- Entries for labeling object positions:

* * *

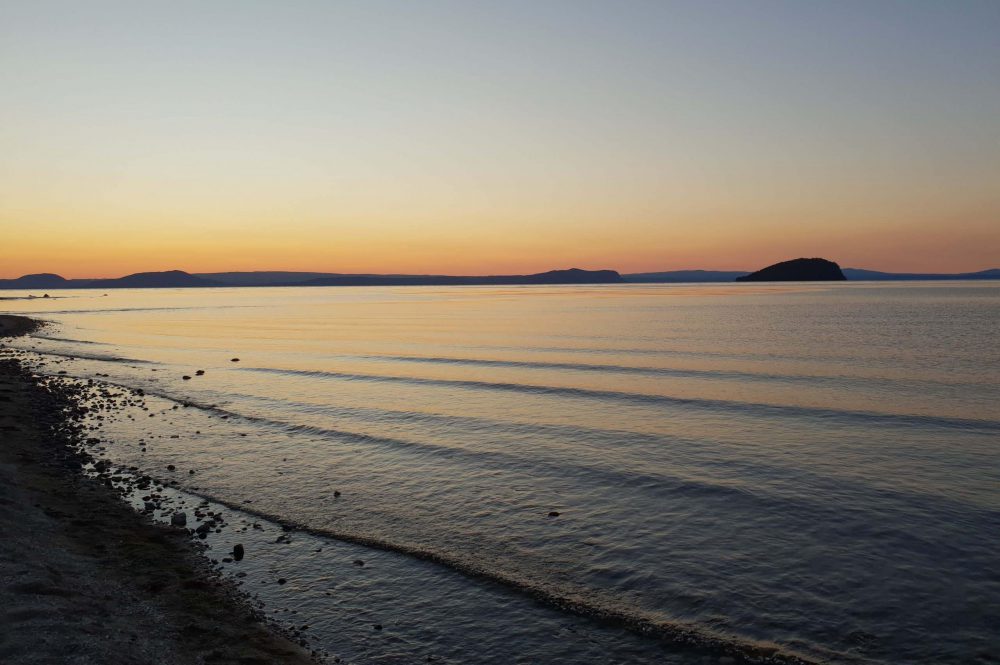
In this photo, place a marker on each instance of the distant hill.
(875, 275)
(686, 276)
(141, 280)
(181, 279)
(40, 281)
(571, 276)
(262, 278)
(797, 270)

* * *

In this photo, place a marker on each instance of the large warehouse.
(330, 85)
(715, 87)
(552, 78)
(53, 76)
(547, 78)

* * *

- THE REQUEST:
How many lines in the entries above contain the string "each"? Case matters, and your reply should be the number alone.

- RESULT OF THE EXERCISE:
2